◆ DOKUMENTTEXT ◆

-------

Ich glaube, dass wir mehr und eindringlicher als bisher Sündern die Liebe Gottes verkündigen sollten. Doch pflege ich dies mehr vor einer gemischten Zuhörerschaft zu tun, wo vermutlich eine größere Zahl ungläubiger Personen anwesend ist, als in den Zusammenkünften der Gläubigen. Wenn es sich um Letztere handelt, ist es wichtiger, dass sie tiefer gegründet werden.
Die Verkündigung sollte stets so geschehen, dass die Ungläubigen ihre Sünden erkennen und sehen, dass Gott keine Gemeinschaft mit Sünde haben kann. Dann wird auch die Notwendigkeit der Versöhnung gut verstanden werden. Und an dieser Stelle tritt sofort Christus vor die Blicke und mit Ihm Sühnung und Gerechtigkeit. Gottes Heiligkeit lässt keine Sünde in Seiner Gegenwart zu, Seine Gerechtigkeit verurteilt sie. Dies sollte der Sünder verstehen, damit er weiß, wodurch das Werk der Liebe erforderlich wurde. Diese Liebe sollte ebenfalls uneingeschränkt verkündigt werden. Schon dadurch werden manche Gewissen, in denen bereits geistliche Bedürfnisse vorhanden sind, von der Sünde überführt und zur völligen Erkenntnis ihres Zustands gebracht. Doch ist, wie bereits ausgeführt, die Überführung von Sünde gemäß der Gerechtigkeit sehr nützlich, wenn zugleich die Gnade völlig verkündigt wird; und beides ist in Christus verbunden.

-------

◆ DATENZEILEN ◆
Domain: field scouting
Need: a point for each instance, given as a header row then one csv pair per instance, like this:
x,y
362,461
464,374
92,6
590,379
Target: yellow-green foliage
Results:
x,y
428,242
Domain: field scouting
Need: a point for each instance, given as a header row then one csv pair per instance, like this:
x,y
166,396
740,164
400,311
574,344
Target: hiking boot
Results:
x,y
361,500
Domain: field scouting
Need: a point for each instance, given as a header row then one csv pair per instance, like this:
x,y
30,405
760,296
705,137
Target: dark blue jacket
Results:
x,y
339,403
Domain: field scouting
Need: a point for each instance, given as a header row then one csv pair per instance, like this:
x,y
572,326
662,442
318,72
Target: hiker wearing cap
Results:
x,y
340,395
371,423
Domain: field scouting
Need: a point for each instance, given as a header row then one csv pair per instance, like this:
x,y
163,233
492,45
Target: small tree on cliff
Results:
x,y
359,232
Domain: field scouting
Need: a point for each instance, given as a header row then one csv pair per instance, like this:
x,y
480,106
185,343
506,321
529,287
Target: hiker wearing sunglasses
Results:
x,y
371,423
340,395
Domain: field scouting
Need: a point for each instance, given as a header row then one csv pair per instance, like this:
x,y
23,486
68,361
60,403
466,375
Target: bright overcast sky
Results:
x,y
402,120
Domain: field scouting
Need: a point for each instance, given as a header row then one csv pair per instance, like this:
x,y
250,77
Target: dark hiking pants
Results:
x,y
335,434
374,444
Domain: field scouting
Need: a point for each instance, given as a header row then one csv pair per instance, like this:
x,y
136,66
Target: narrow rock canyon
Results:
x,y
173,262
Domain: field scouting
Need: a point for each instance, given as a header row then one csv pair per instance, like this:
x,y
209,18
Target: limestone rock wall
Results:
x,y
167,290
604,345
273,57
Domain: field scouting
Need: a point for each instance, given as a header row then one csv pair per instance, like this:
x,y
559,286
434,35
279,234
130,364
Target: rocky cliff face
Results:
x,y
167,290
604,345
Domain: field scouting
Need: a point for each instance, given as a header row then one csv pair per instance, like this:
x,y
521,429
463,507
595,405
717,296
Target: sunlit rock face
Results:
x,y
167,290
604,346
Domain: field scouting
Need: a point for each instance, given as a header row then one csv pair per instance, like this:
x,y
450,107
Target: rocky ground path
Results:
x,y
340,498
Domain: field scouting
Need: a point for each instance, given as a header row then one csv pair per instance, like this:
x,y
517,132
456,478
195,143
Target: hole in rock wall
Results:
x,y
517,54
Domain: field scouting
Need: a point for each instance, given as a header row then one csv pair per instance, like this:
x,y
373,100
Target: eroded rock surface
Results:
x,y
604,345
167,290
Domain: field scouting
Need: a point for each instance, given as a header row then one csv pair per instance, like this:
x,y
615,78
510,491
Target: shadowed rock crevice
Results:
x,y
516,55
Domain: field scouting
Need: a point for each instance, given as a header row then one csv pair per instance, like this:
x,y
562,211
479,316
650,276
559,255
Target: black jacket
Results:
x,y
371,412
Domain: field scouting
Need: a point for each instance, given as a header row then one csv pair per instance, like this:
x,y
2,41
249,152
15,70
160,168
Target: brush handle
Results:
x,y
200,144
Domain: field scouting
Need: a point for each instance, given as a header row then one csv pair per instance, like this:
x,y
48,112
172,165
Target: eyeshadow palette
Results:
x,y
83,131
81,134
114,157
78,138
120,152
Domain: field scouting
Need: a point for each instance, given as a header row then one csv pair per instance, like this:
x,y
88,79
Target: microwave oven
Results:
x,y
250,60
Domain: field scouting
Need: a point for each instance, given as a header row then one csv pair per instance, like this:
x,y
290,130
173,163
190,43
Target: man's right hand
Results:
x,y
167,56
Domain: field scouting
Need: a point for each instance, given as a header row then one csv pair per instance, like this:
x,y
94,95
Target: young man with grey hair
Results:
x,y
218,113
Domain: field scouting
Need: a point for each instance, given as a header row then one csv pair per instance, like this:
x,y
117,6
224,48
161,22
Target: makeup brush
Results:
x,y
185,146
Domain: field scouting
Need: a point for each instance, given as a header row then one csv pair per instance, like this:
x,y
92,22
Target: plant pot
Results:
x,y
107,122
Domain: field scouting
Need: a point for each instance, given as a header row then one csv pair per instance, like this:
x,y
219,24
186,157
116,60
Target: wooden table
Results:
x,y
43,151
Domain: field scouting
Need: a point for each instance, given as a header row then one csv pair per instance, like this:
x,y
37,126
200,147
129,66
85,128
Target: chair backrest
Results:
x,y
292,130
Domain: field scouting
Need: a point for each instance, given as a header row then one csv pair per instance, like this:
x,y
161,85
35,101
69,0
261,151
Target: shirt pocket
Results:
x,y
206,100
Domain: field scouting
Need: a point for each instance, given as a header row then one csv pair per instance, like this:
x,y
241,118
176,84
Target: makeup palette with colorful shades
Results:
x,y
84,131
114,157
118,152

-------

◆ AUFGABEN ◆
1) Beantworten Sie anhand des Texts über die Verkündigung diese Fragen:
(a) Vor welcher Zuhörerschaft wird die Liebe Gottes laut dem Text eher verkündigt?
(b) Was ist bei den Zusammenkünften der Gläubigen wichtiger?
(c) Was lässt Gottes Heiligkeit nicht zu?
2) Führen Sie jeden Satz aus dem Text über die Verkündigung an, in dem „sollte“ oder „sollten“ vorkommt.
3) Schreiben Sie den Text über die Verkündigung ab seinem letzten Satz weiter.

◆ LÖSUNGEN ◆
1)
(a) Vor einer gemischten Zuhörerschaft, bei der vermutlich eine größere Zahl ungläubiger Personen anwesend ist.
(b) Dass die Gläubigen tiefer gegründet werden.
(c) Sie lässt keine Sünde in Seiner Gegenwart zu.

2)
„Ich glaube, dass wir mehr und eindringlicher als bisher Sündern die Liebe Gottes verkündigen sollten.“
„Die Verkündigung sollte stets so geschehen, dass die Ungläubigen ihre Sünden erkennen und sehen, dass Gott keine Gemeinschaft mit Sünde haben kann.“
„Dies sollte der Sünder verstehen, damit er weiß, wodurch das Werk der Liebe erforderlich wurde.“
„Diese Liebe sollte ebenfalls uneingeschränkt verkündigt werden.“

3)
Ich halte es für äußerst wichtig, dass gerade jetzt Prediger in diese Welt hinausgehen mit einer Botschaft besonderer Liebe zu Sündern; Liebe, in dem Charakter, wie sie in Christus offenbart wurde; Liebe, die dem Sünder seinen verlorenen Zustand ins Bewusstsein bringt, damit es nicht ein leichtfertiges Hinwegsehen über die Sünde ist; damit es eine Liebe ist, die sich an Sündern in Gnade erweist; Gnade, die durch Gerechtigkeit herrscht und sich dadurch als die vollkommene Gnade erweist. Manchmal denke ich, dass die Liebe Gottes so verkündigt wird, als ob sie eine Art Gabe sei, die der Sünder nur anzunehmen brauche. Und das ist Gottes Freude. Doch sollte der Sünder dabei ein tiefes Bewußtsein davon haben, dass er Gott gegenüber ein Schuldner ist ...
Ich erachte das Evangelisieren für den glücklichsten Dienst. Doch geht mein Verlangen auch dahin, dass die Heiligen in der Wahrheit und der Herrlichkeit Christi befestigt werden. Wie glücklich, dass es Einen gibt, der alles tut.
Ich würde zudem äußerst betrübt sein, wenn ich sähe, dass die besonderen Grundsätze der Brüder und ihre richtige und nie zu lockernde Bindung an die Versammlungen der Heiligen dahin führten, die Arbeit unter unbekehrten Seelen aufzugeben. Es war anfangs ganz das Gegenteil. Wenn Liebe am Werk ist – und wenn die Zusammenkünfte gesegnet sein sollen, so muss sie wirksam sein –, dann ist das, was in der Welt wirkt, zugleich auch ein Segen für die Zusammenkünfte; nur müssen wir immer darauf achten, dass beides unter der Wirksamkeit des Heiligen Geistes geschieht.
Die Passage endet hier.